_WRITTEN TASK_.
Revise the material from the line containing "mesa in this photo." up to and including its final line, swapping "flat-topped mesa" for "table mountain" and keeping everything else the same. Leave out the picture.

======

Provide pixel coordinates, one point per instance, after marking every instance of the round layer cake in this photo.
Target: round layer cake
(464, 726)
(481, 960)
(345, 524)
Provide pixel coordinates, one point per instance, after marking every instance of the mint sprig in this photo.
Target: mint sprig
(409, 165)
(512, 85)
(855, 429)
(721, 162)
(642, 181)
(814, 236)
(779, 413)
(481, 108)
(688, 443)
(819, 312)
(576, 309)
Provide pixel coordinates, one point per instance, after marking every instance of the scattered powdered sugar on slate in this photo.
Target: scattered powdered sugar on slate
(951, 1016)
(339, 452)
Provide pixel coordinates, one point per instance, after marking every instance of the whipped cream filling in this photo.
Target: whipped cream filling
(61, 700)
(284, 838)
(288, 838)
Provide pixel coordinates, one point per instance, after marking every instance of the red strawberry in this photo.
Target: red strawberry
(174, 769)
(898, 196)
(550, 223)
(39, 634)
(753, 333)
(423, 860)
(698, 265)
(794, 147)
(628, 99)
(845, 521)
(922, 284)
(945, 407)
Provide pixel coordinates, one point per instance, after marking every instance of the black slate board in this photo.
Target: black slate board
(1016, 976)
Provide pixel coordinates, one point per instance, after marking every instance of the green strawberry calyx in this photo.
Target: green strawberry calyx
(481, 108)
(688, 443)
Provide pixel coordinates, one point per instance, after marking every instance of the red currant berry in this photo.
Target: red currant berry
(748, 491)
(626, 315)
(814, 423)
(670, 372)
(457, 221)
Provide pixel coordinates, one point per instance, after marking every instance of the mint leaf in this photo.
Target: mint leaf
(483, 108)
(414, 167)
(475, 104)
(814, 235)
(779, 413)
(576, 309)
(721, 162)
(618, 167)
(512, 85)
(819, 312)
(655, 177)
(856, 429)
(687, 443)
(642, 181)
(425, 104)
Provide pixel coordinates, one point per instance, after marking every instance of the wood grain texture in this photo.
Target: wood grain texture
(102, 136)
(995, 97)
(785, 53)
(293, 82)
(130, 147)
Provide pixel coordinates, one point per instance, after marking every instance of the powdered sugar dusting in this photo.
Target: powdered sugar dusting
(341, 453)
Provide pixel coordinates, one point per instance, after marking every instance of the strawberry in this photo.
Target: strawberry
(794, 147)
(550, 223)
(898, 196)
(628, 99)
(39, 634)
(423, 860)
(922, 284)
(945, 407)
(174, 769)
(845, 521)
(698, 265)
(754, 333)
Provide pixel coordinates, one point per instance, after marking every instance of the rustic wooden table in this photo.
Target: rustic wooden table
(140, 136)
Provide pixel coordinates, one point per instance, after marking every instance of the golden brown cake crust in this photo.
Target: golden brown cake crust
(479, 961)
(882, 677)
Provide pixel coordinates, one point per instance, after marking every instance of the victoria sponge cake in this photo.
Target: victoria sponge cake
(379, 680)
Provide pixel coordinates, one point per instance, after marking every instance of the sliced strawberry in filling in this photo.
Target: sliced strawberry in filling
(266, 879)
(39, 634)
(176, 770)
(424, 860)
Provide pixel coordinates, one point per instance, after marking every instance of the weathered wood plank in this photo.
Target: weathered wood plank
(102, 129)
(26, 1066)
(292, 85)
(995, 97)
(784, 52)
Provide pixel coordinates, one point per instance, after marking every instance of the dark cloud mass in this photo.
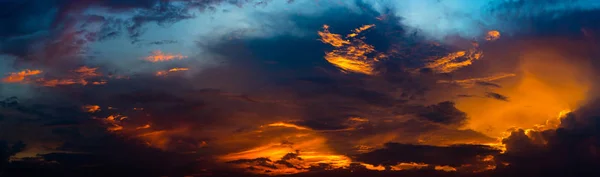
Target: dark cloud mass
(299, 88)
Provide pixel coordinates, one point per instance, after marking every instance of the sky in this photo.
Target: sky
(299, 88)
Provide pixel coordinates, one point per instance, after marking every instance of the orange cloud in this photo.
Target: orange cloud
(20, 76)
(492, 35)
(91, 108)
(165, 72)
(350, 55)
(159, 56)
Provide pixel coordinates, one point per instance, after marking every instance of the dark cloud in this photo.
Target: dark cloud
(196, 117)
(57, 29)
(455, 155)
(544, 153)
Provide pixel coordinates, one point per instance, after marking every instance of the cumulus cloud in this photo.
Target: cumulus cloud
(274, 104)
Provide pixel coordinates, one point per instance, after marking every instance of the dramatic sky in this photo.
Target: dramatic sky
(301, 88)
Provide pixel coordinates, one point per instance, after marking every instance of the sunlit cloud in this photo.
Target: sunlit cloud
(20, 76)
(159, 56)
(351, 54)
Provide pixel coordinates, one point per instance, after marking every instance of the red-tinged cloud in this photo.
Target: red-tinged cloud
(275, 106)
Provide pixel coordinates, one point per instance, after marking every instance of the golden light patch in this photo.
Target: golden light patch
(20, 76)
(549, 86)
(468, 83)
(159, 56)
(492, 35)
(165, 72)
(350, 54)
(91, 108)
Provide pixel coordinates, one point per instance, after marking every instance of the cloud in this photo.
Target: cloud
(455, 155)
(274, 104)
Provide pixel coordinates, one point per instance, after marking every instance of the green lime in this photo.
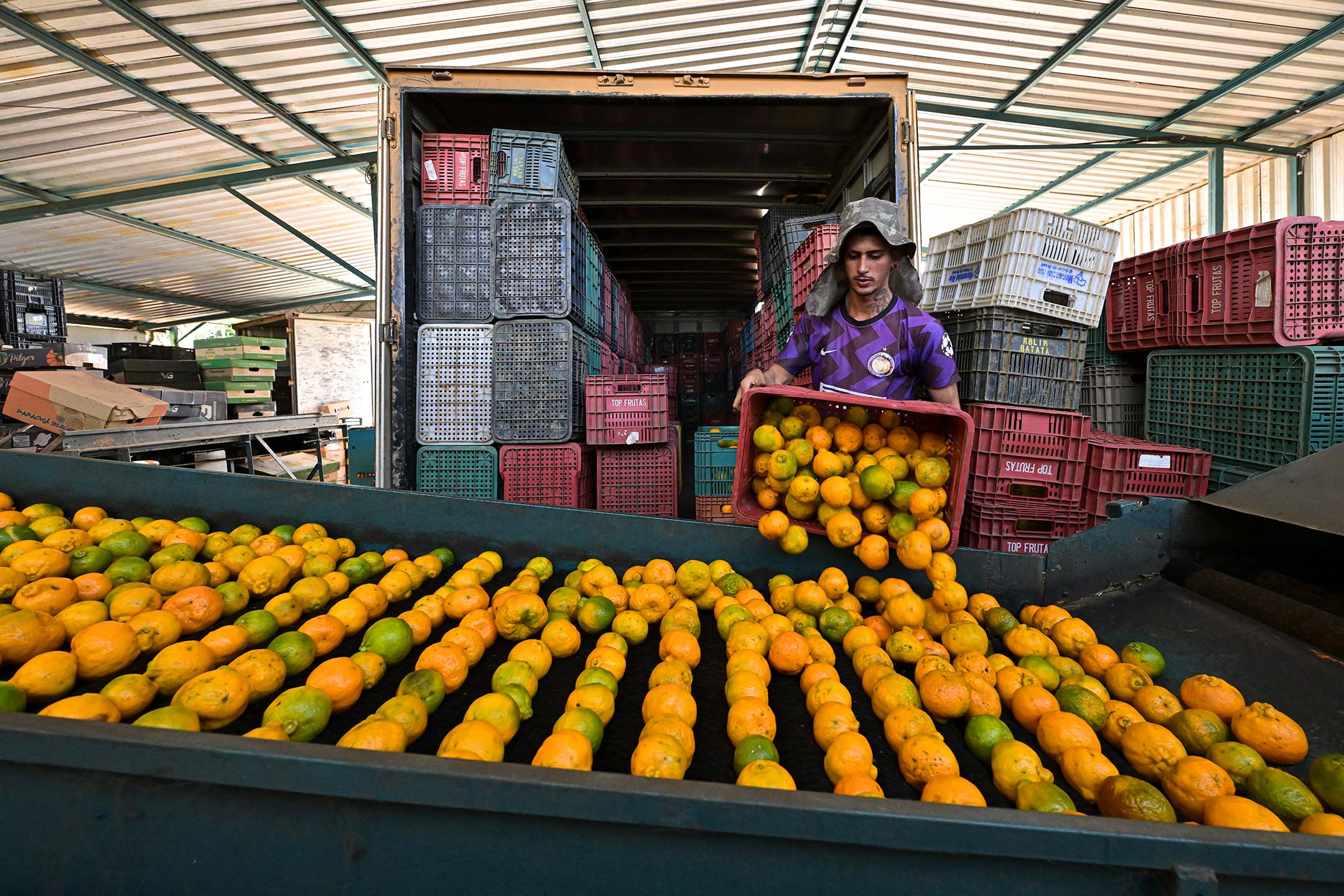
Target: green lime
(125, 570)
(426, 684)
(296, 649)
(1144, 656)
(357, 570)
(750, 749)
(1082, 703)
(125, 544)
(595, 614)
(597, 676)
(732, 614)
(90, 558)
(259, 625)
(303, 712)
(983, 732)
(582, 721)
(391, 638)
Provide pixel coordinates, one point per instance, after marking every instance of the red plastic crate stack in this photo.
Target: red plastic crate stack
(455, 170)
(627, 409)
(1027, 474)
(639, 478)
(1126, 468)
(808, 261)
(551, 475)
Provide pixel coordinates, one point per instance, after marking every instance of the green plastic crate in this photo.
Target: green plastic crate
(459, 470)
(1254, 408)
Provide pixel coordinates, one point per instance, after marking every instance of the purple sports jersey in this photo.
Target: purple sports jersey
(887, 357)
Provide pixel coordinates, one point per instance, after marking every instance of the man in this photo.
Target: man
(862, 331)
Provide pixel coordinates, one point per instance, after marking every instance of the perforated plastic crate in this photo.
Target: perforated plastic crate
(627, 409)
(714, 464)
(454, 383)
(1017, 358)
(1144, 300)
(455, 168)
(539, 259)
(1274, 284)
(528, 164)
(1113, 398)
(1124, 468)
(637, 478)
(550, 475)
(1029, 258)
(1020, 530)
(539, 373)
(1029, 457)
(454, 268)
(1256, 408)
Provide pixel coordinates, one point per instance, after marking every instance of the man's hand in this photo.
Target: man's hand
(750, 381)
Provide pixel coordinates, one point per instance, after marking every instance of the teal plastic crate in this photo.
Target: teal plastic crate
(1254, 408)
(714, 465)
(459, 470)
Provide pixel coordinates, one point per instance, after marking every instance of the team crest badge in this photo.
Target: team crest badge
(880, 365)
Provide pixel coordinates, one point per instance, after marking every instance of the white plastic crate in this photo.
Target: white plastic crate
(1032, 259)
(454, 383)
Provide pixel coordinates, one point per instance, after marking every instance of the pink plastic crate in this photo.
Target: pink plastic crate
(1018, 530)
(808, 261)
(550, 475)
(627, 409)
(1029, 457)
(1126, 468)
(1274, 284)
(454, 170)
(637, 478)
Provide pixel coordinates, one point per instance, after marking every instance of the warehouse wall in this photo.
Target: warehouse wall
(1253, 194)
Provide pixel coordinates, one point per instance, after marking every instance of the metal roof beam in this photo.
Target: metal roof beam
(346, 39)
(1093, 26)
(171, 190)
(202, 61)
(136, 88)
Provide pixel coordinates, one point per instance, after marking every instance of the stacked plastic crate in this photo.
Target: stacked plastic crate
(1241, 320)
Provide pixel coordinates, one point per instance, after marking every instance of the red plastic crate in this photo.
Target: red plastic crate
(808, 261)
(1144, 300)
(922, 416)
(637, 478)
(455, 170)
(1126, 468)
(1018, 530)
(1029, 455)
(1274, 284)
(627, 409)
(550, 475)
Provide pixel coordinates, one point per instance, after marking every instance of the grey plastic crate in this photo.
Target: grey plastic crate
(541, 367)
(455, 264)
(539, 250)
(1009, 357)
(454, 383)
(530, 164)
(1113, 396)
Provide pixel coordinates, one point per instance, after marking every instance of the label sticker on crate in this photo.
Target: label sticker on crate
(1062, 274)
(1038, 345)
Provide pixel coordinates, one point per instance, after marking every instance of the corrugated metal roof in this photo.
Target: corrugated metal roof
(69, 132)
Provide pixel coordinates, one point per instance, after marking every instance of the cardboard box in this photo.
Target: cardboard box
(68, 401)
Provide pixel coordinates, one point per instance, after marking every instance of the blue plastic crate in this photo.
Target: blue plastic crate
(714, 465)
(459, 470)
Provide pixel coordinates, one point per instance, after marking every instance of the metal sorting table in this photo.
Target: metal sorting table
(335, 818)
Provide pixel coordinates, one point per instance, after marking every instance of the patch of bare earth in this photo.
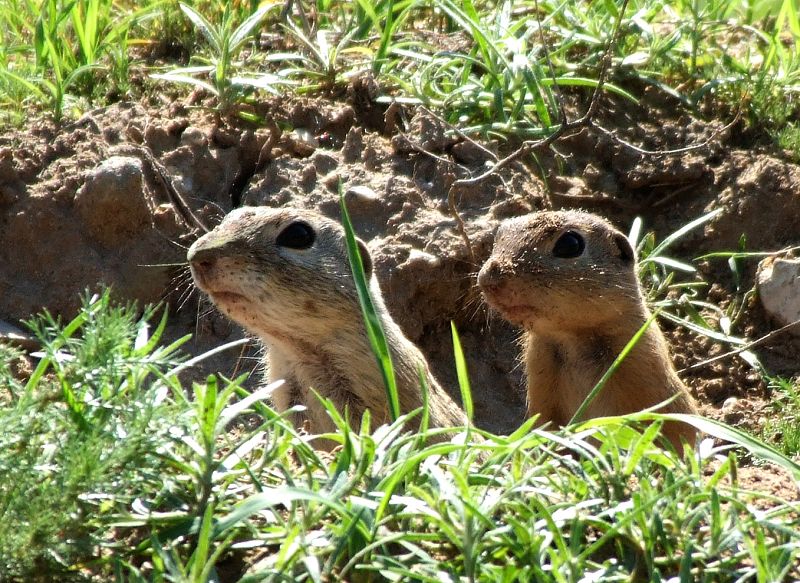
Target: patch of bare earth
(82, 206)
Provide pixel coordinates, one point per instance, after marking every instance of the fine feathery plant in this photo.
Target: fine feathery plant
(225, 43)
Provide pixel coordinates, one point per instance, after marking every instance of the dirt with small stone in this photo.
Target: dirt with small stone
(83, 205)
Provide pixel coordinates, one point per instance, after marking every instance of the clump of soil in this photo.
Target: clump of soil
(84, 205)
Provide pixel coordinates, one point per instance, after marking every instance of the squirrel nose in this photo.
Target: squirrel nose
(490, 275)
(202, 259)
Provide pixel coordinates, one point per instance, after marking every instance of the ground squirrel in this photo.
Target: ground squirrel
(568, 278)
(284, 275)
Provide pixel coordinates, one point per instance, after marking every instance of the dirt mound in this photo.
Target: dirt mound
(84, 205)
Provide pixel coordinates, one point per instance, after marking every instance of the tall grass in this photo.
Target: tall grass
(110, 468)
(490, 68)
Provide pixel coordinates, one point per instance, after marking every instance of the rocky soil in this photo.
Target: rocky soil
(84, 205)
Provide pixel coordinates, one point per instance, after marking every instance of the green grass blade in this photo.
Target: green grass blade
(375, 332)
(463, 375)
(612, 369)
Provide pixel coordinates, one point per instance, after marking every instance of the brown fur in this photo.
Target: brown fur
(578, 315)
(303, 305)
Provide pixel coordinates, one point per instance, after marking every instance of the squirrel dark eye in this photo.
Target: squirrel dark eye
(297, 235)
(569, 245)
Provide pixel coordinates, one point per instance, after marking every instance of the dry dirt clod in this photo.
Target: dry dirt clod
(112, 201)
(779, 289)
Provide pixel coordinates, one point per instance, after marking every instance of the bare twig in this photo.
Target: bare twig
(758, 342)
(675, 151)
(162, 176)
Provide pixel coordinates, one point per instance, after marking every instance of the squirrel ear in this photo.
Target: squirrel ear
(366, 258)
(626, 252)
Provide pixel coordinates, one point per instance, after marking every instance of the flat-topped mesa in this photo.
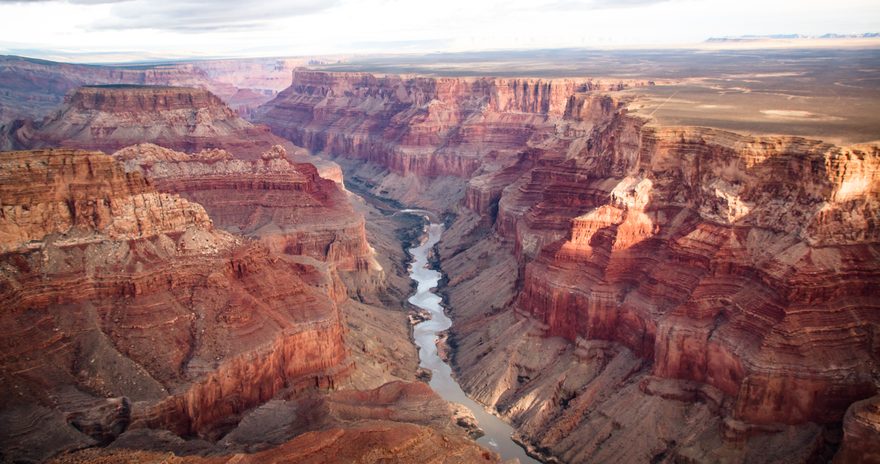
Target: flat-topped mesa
(111, 117)
(99, 269)
(720, 257)
(426, 126)
(286, 205)
(692, 271)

======

_REPLY TO THE EXERCISE_.
Provide pixel coordinates, one point per instance, after marking every instance of the table mountain in this photo.
Target: table mountain
(111, 117)
(99, 269)
(720, 257)
(426, 126)
(286, 205)
(692, 271)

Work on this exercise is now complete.